● **Record extracts**:
● ● ●
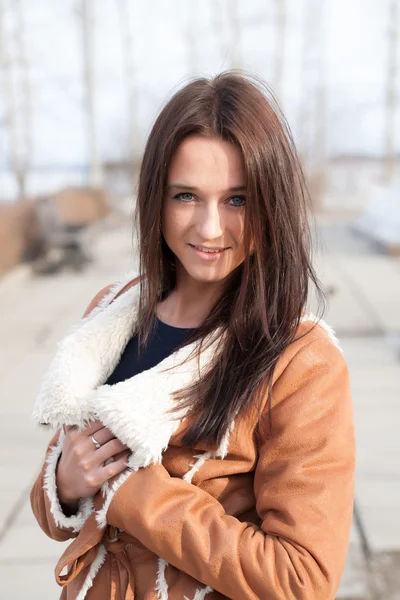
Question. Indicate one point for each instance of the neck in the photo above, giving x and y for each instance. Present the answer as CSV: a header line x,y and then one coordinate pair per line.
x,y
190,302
● ● ●
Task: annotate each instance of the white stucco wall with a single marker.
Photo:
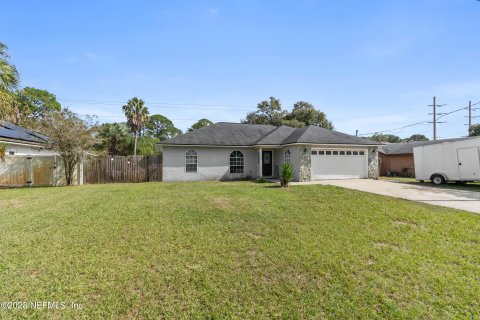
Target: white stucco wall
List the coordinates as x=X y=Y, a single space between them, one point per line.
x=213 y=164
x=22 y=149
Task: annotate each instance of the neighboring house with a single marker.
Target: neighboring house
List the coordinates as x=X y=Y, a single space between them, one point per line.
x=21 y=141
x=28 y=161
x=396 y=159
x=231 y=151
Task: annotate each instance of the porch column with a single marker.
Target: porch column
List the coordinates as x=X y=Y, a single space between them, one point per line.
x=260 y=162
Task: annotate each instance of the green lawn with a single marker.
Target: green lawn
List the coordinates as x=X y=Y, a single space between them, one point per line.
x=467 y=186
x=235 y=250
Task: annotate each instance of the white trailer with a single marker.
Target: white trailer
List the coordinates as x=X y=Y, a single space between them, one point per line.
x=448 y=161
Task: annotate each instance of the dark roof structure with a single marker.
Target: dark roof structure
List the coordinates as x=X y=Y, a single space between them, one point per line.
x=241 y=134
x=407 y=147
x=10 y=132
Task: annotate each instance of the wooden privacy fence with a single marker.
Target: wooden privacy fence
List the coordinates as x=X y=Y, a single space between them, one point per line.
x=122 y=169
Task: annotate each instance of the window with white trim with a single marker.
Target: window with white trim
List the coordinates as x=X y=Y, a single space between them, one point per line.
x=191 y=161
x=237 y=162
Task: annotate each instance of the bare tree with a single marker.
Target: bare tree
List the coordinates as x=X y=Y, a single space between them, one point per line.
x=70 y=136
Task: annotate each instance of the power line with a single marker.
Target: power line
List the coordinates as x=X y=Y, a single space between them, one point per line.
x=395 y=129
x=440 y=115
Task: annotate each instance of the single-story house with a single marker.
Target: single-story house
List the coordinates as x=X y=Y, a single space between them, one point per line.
● ● ●
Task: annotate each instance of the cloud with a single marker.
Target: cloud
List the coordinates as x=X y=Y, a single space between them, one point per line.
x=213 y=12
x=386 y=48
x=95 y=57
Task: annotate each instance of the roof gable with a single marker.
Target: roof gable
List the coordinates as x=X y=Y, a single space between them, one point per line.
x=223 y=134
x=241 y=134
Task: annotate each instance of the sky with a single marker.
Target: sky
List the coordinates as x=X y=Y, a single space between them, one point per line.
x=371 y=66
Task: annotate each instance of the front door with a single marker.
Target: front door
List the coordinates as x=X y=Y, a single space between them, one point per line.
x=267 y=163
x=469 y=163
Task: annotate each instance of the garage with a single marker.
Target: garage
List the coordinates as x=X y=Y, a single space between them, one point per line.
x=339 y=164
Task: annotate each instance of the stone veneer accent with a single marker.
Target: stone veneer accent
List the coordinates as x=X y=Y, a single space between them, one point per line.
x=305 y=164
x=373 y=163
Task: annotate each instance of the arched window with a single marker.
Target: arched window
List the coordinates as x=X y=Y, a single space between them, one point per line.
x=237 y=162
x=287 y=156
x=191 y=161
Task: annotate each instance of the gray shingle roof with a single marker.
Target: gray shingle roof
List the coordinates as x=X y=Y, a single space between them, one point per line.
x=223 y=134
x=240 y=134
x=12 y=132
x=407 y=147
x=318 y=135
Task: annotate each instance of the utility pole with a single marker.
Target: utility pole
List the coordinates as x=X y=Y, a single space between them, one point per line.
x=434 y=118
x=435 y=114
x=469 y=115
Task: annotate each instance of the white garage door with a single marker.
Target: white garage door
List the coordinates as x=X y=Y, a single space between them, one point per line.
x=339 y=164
● ● ●
● **Exercise task**:
How many lines in the listing above contain the string "cloud"? Count them and reply with the number alone.

● **Full solution**:
2